**Instruções:**
Por favor, converta em uma tabela Markdown o trecho que vai da linha que contém "Annotate each instance of the rustic" até o fim dos dados, com as duas extremidades incluídas. Use a coluna "n" para numerar as linhas e a coluna "Linha" para o texto de cada uma, sem incluir linhas em branco.

[Itens de identificação de locais]
-*-*-

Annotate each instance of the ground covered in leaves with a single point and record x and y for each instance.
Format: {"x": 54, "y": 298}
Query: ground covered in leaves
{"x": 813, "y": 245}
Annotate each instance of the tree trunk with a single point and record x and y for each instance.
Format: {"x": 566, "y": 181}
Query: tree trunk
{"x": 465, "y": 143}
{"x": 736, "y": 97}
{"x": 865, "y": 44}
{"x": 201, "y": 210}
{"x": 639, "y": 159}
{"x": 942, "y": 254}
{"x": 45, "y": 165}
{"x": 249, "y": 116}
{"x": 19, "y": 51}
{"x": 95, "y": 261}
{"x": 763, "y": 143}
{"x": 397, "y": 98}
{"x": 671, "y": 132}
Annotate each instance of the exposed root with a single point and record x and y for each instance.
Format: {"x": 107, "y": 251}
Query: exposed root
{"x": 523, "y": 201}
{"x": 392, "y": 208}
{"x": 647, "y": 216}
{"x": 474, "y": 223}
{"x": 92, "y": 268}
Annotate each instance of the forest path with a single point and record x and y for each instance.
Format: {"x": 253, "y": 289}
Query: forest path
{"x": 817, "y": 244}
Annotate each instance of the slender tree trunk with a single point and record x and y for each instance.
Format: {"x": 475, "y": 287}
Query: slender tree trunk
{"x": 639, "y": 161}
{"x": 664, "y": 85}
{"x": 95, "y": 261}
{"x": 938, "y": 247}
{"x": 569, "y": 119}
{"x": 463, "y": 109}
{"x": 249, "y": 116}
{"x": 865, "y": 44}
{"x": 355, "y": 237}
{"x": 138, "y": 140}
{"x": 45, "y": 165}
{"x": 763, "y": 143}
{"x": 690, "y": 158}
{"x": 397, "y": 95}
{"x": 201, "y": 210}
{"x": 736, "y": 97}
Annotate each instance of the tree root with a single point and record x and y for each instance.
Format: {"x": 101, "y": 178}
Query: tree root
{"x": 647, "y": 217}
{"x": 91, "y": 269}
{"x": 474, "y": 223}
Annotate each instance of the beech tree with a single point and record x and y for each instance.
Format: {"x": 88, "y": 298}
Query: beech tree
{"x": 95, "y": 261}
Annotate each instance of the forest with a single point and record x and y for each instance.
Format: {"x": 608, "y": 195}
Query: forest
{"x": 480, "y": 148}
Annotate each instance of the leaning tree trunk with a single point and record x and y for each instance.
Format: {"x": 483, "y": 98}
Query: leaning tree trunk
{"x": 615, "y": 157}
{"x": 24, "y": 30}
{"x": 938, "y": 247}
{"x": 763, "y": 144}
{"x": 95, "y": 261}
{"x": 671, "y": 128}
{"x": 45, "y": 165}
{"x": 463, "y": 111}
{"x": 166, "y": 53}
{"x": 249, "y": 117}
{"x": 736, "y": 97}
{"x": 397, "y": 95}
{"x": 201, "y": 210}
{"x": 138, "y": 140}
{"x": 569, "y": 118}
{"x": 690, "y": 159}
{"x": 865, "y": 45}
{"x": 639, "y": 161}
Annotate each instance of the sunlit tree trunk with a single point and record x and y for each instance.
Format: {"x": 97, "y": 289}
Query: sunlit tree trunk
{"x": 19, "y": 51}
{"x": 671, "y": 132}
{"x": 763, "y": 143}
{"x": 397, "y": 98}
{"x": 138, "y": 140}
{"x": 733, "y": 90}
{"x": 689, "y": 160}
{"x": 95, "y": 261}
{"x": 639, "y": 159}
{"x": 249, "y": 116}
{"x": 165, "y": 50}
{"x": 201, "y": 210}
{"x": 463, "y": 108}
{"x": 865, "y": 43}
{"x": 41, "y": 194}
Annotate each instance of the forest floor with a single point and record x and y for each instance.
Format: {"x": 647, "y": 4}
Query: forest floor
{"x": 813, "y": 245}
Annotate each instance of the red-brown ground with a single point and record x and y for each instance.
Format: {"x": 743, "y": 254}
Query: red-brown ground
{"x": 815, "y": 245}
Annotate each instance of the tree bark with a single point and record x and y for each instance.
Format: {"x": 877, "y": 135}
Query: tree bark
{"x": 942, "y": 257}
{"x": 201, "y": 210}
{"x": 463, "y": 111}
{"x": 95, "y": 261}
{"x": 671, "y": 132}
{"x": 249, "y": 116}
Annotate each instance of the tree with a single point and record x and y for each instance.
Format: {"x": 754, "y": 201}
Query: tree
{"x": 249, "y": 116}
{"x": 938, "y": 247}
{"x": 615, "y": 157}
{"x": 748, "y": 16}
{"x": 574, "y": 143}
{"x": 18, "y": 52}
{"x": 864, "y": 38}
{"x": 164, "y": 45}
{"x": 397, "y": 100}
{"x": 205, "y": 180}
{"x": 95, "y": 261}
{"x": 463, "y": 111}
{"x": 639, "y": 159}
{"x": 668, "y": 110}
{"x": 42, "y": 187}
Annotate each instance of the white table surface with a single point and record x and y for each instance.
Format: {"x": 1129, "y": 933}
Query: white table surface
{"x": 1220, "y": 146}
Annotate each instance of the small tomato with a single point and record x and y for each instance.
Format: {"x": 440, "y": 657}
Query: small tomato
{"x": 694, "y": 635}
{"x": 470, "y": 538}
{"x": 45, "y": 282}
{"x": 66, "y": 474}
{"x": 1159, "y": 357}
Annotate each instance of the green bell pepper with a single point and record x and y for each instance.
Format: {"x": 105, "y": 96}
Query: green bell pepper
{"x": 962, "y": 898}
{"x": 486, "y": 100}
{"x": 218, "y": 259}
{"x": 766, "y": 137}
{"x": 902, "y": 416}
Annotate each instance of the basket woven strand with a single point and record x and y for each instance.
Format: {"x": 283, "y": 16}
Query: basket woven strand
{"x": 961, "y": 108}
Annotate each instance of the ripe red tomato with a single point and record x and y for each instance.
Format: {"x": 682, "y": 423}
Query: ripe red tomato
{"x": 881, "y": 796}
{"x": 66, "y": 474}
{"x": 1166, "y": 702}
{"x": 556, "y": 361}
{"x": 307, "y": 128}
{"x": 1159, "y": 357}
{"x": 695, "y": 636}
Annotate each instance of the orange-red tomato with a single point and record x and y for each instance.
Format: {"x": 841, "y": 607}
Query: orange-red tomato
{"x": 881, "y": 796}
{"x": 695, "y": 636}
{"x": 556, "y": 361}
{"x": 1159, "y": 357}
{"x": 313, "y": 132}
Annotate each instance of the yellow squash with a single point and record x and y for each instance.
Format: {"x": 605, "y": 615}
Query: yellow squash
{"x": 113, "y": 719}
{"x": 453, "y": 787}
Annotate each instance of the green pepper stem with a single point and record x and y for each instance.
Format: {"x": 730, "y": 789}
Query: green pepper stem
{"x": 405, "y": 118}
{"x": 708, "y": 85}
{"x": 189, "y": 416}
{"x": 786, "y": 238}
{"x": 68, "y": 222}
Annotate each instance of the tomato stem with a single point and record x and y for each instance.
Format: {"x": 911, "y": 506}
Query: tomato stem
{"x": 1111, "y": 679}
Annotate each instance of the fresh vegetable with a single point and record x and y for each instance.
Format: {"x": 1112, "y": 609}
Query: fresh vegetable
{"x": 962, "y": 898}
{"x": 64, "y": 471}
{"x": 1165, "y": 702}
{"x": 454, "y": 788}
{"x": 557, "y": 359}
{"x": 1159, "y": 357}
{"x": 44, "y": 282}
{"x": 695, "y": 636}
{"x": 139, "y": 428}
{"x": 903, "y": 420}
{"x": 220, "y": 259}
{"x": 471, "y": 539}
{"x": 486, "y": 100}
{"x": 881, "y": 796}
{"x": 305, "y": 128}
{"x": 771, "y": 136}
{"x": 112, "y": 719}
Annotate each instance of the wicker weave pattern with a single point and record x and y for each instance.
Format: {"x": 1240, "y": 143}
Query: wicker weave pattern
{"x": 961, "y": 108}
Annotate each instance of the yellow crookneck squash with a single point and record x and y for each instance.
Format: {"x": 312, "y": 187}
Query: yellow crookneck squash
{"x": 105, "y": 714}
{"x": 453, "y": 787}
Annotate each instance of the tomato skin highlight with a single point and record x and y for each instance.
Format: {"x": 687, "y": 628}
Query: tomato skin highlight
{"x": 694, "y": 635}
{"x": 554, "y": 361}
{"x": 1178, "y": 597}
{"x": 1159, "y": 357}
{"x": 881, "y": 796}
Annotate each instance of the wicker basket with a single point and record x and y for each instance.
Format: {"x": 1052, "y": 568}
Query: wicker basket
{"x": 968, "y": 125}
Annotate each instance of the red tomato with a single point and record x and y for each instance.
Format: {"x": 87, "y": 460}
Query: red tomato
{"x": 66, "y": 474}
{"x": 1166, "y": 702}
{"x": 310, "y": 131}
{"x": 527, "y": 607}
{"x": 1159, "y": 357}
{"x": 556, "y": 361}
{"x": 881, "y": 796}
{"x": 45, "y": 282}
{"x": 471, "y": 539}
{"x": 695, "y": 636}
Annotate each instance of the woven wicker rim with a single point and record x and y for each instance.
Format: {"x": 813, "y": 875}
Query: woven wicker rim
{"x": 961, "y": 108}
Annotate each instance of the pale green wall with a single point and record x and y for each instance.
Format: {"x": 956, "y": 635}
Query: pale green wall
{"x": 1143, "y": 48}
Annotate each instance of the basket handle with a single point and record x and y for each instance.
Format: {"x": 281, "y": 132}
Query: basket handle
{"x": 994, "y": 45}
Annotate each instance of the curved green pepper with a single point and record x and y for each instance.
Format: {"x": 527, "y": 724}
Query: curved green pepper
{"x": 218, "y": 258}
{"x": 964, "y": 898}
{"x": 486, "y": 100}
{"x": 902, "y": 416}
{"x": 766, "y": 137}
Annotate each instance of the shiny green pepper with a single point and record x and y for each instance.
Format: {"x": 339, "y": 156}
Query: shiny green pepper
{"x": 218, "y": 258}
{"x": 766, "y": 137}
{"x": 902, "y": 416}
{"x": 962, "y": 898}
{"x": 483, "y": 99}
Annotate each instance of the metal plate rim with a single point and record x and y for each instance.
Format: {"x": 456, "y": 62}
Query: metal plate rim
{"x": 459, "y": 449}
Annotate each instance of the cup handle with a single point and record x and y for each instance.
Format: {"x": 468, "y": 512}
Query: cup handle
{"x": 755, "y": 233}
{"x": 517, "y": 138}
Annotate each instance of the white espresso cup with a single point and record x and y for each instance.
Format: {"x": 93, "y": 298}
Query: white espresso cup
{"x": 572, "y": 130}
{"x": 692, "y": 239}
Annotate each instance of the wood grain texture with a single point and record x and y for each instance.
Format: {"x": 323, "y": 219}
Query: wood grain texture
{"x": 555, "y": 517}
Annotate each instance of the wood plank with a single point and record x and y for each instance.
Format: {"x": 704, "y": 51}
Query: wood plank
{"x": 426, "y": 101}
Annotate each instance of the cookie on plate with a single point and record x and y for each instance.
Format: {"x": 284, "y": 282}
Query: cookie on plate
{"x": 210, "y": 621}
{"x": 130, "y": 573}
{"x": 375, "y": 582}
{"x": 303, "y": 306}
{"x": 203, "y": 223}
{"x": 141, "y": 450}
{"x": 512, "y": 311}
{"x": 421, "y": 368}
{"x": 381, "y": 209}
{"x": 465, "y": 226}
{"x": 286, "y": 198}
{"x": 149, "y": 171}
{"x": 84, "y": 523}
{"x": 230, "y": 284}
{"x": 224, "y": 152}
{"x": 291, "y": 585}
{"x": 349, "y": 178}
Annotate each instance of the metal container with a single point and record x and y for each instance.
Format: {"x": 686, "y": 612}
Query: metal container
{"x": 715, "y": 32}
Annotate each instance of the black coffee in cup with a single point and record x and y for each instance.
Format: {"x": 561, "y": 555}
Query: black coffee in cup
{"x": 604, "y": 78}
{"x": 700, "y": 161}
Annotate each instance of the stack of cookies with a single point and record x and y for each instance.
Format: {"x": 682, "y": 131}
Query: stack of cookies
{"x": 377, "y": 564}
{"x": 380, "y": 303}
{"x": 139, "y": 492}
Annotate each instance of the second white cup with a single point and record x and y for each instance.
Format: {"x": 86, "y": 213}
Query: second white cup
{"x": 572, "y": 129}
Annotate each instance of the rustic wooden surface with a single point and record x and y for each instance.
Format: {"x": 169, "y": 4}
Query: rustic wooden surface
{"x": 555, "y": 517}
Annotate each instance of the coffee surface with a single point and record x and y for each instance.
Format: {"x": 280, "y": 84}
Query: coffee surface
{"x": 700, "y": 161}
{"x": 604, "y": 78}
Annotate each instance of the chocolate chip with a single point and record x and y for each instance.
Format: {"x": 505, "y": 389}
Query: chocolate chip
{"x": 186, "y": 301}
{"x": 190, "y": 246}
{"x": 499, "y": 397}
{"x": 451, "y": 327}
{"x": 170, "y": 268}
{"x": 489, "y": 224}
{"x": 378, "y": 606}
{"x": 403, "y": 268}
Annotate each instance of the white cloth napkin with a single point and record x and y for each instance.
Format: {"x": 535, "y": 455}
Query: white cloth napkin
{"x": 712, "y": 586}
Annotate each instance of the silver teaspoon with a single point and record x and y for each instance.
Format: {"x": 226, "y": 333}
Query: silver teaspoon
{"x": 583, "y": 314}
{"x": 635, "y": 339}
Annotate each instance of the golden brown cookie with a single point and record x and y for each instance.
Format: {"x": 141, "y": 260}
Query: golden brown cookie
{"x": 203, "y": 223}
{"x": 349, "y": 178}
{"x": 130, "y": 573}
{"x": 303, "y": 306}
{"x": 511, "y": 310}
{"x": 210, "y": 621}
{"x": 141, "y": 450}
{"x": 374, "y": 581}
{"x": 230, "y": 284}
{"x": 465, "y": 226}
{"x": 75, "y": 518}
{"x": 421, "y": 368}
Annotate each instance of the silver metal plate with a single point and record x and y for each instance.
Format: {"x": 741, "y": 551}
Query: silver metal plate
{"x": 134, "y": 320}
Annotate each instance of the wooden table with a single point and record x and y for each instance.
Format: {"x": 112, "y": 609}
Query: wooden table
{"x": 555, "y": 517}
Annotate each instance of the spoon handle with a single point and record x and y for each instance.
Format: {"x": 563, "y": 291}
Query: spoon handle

-*-*-

**Resultado da tarefa:**
| n | Linha |
|---|---|
| 1 | Annotate each instance of the rustic wooden surface with a single point and record x and y for each instance. |
| 2 | Format: {"x": 169, "y": 4} |
| 3 | Query: rustic wooden surface |
| 4 | {"x": 555, "y": 517} |
| 5 | Annotate each instance of the coffee surface with a single point and record x and y for each instance. |
| 6 | Format: {"x": 280, "y": 84} |
| 7 | Query: coffee surface |
| 8 | {"x": 700, "y": 161} |
| 9 | {"x": 604, "y": 78} |
| 10 | Annotate each instance of the chocolate chip with a single point and record x and y for each instance. |
| 11 | Format: {"x": 505, "y": 389} |
| 12 | Query: chocolate chip |
| 13 | {"x": 186, "y": 301} |
| 14 | {"x": 190, "y": 246} |
| 15 | {"x": 499, "y": 397} |
| 16 | {"x": 451, "y": 327} |
| 17 | {"x": 170, "y": 268} |
| 18 | {"x": 489, "y": 224} |
| 19 | {"x": 378, "y": 606} |
| 20 | {"x": 403, "y": 268} |
| 21 | Annotate each instance of the white cloth napkin with a single point and record x and y for each instance. |
| 22 | Format: {"x": 535, "y": 455} |
| 23 | Query: white cloth napkin |
| 24 | {"x": 712, "y": 586} |
| 25 | Annotate each instance of the silver teaspoon with a single point and record x and y for each instance. |
| 26 | Format: {"x": 226, "y": 333} |
| 27 | Query: silver teaspoon |
| 28 | {"x": 583, "y": 314} |
| 29 | {"x": 635, "y": 339} |
| 30 | Annotate each instance of the golden brown cookie with a single point and record x and y for each instance. |
| 31 | Format: {"x": 141, "y": 260} |
| 32 | Query: golden brown cookie |
| 33 | {"x": 203, "y": 223} |
| 34 | {"x": 349, "y": 178} |
| 35 | {"x": 130, "y": 573} |
| 36 | {"x": 303, "y": 306} |
| 37 | {"x": 511, "y": 310} |
| 38 | {"x": 210, "y": 621} |
| 39 | {"x": 141, "y": 450} |
| 40 | {"x": 374, "y": 581} |
| 41 | {"x": 230, "y": 284} |
| 42 | {"x": 465, "y": 226} |
| 43 | {"x": 75, "y": 518} |
| 44 | {"x": 421, "y": 368} |
| 45 | Annotate each instance of the silver metal plate with a single point and record x and y for each instance. |
| 46 | Format: {"x": 741, "y": 551} |
| 47 | Query: silver metal plate |
| 48 | {"x": 134, "y": 320} |
| 49 | Annotate each instance of the wooden table with a single point and record x and y for each instance. |
| 50 | Format: {"x": 112, "y": 609} |
| 51 | Query: wooden table |
| 52 | {"x": 555, "y": 517} |
| 53 | Annotate each instance of the spoon handle with a single point and record x and y for each instance. |
| 54 | Format: {"x": 563, "y": 291} |
| 55 | Query: spoon handle |